Render the items below as a two-column CSV with the columns instruction and points, one row per item holding its text and its answer, each in a single quoted field with any line breaks replaced by spaces. Leave the pictures out.
═════ INFORMATION SHOWN
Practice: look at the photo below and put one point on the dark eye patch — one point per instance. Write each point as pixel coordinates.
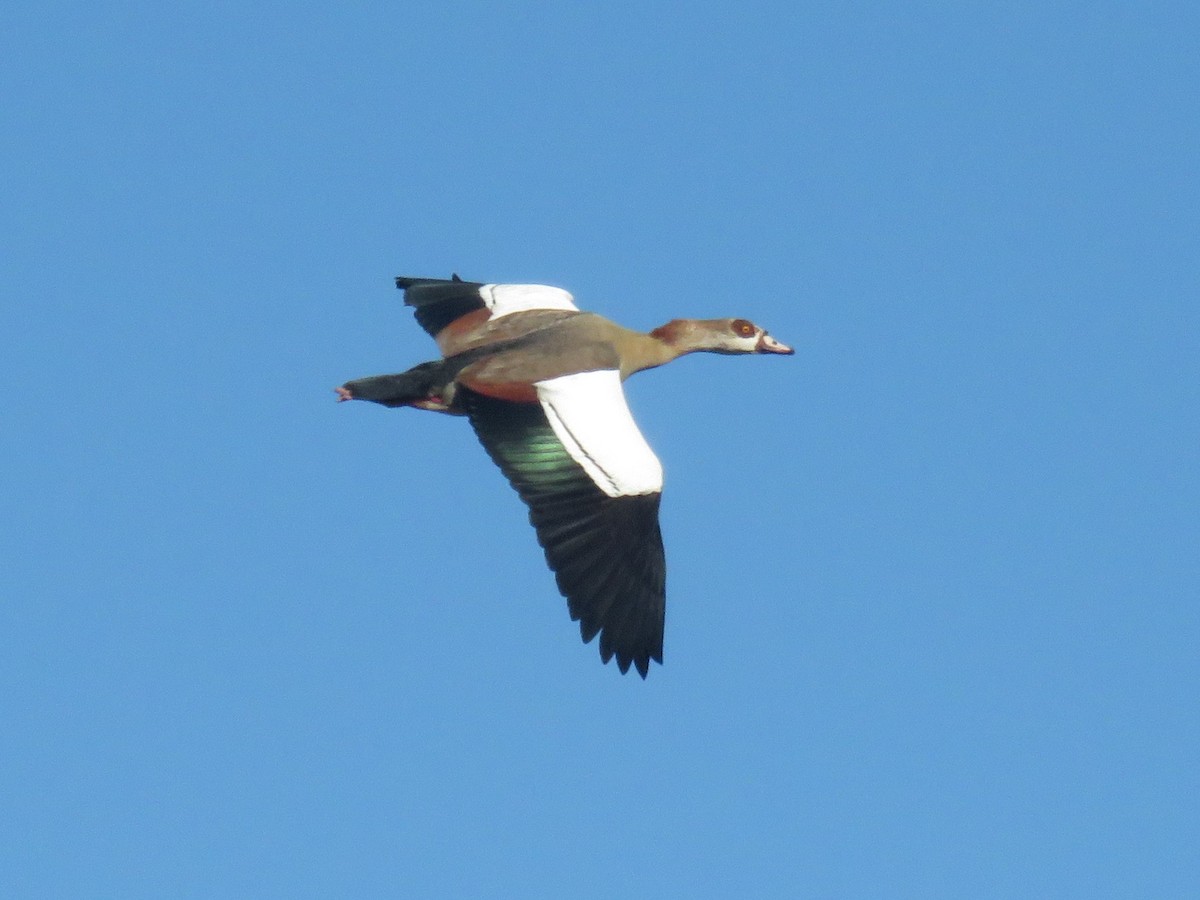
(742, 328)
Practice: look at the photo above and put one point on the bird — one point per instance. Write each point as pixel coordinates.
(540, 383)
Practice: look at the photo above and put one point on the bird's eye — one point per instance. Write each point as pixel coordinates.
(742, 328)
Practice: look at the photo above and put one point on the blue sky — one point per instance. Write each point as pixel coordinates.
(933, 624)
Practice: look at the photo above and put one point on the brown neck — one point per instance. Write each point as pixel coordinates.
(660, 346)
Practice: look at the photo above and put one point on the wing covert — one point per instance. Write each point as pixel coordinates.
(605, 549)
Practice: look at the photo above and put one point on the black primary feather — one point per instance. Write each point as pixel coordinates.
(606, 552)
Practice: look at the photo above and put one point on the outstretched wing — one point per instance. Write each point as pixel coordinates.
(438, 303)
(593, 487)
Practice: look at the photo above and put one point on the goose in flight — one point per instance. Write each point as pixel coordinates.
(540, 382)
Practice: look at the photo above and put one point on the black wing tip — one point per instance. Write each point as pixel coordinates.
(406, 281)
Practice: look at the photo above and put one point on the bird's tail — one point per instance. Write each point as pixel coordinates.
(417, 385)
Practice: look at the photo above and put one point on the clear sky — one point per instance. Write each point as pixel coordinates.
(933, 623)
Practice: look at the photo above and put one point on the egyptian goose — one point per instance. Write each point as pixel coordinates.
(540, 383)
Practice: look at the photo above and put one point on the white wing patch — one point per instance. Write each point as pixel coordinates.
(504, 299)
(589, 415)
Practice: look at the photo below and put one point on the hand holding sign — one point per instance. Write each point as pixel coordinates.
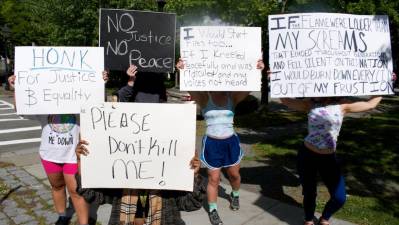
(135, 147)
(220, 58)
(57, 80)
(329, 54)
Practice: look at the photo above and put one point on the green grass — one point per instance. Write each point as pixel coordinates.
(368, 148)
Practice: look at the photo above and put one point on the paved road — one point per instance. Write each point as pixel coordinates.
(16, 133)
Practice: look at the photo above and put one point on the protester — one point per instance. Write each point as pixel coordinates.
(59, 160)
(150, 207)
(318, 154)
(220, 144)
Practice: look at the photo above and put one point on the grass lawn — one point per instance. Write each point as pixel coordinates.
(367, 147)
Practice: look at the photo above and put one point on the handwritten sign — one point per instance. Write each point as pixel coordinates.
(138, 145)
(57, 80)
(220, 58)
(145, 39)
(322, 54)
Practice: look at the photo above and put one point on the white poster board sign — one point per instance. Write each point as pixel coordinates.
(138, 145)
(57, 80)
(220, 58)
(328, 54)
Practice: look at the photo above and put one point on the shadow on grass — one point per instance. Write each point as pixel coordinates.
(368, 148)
══════════
- _PROBLEM SOLUTION_
instruction,points
"Practice: look at the photo below and put one point on the dark eye patch — one point per instance. Write each point as pixel coordinates.","(742, 328)"
"Practice: look at the photo above and put one point on the bird — one point per instance. Write each point as pixel coordinates.","(540, 383)"
"Practice: look at the photo above and put one point on the bird's eye — one point per instance. Write each point as pixel coordinates.","(742, 328)"
"Practice: look at the photo above and put one point on the blue sky — one point per instance. Write each point as pixel coordinates.","(933, 624)"
"Practice: look at the photo above and put one point on the brown neck — one point per instance. Write each point as pixel coordinates.","(660, 346)"
"Practice: look at the photo above and put one point on the wing covert — one point per instance. Write each point as pixel coordinates.","(605, 549)"
"Practice: look at the photo above and put one point on the black primary feather — one point per instance. Write each point as pixel coordinates.","(606, 552)"
"Practice: look at the photo above and put one point on the outstretched wing — one point per instance. Write each point as pixel coordinates.","(438, 303) (593, 487)"
"Practice: look at the photo above and put one point on the goose in flight — one point per instance. Write each point as pixel coordinates.","(540, 382)"
"Practice: look at the photo above and put one point on the black wing tip — one point per instance. Write each point as pixel coordinates.","(406, 281)"
"Practice: look at the photo above and put one point on the bird's tail — one point per instance. Write each point as pixel coordinates.","(417, 385)"
"Practice: look at the photo above and put one point on the clear sky — one point per instance. Write each point as pixel coordinates.","(933, 623)"
"Practice: look at the photo above and put one point on the egyptian goose — one point per instance. Write each point as pixel coordinates.","(540, 383)"
"Practice: look at the photo above and put one point on the white wing patch — one point per instance. Write each point as pixel coordinates.","(504, 299) (589, 415)"
"Practice: look at the photo below and put one point on the hand holding sign — one point per instance. Write each point as pixel coordinates.","(135, 147) (220, 58) (57, 80) (329, 54)"
"Practice: look at the photo above and put one point on the green grass — one point per instance. Write each point as pixel coordinates.","(368, 148)"
"Practice: look at the photo above and put one point on the paved road — one point per instance. Write each point as pixel coordinates.","(16, 133)"
"Practice: look at the photo above and put one point on the protester — one point per instance. Write each point as pixel coordinates.","(59, 160) (150, 207) (318, 154) (220, 144)"
"Practice: look at the photo above and put one point on the grass lawn — one point per instance. Write each point as pixel coordinates.","(367, 147)"
"Practice: look at the photo above and put one point on the handwritten sign — one point per instance. Write each point as pixel coordinates.","(138, 145) (57, 80) (220, 58) (145, 39) (322, 54)"
"Practice: look at the photo above and put one point on the white poster board sign — one point per instance. Write each point as pixel coordinates.","(138, 145) (57, 80) (220, 58) (328, 54)"
"Practice: look at the photo above and put one point on the shadow on grass — one point per instance. Write each point as pixel coordinates.","(368, 148)"